Collection entries:
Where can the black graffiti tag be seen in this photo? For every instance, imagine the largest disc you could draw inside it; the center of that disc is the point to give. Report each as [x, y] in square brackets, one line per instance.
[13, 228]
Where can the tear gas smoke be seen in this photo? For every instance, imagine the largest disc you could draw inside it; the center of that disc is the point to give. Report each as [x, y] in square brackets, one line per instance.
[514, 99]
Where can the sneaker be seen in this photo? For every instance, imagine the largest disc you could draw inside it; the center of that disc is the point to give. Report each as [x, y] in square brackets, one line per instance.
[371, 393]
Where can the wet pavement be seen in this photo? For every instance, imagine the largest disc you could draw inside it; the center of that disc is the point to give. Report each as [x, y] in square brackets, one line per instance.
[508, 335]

WHAT THE TASK ASKS: Every record above is to be copied exactly.

RESULT OF THE TASK:
Where can the black graffiti tag be seen in this photo? For every instance, imagine the largest disc you could draw inside it; the center of that disc is the point to give. Report each as [x, y] in square brackets, one line per instance.
[13, 228]
Where can the tear gas smoke be seen in this photo? For every instance, imagine the largest disc you could draw inside it; the center of that disc is the point to give. Report each as [x, y] in square brackets, one line per instance.
[514, 99]
Where can the sneaker be seen in this photo? For every instance, imagine the largest disc you could draw inside it; the center of that disc is the point to give. Report each as [x, y] in square brackets, one line per instance.
[371, 393]
Where can the wet pavement be seen in this photo? For every instance, imagine the largest disc you could draw inside it; the center of that disc is the point to give. Report each as [x, y] in square brackets, one line per instance.
[508, 335]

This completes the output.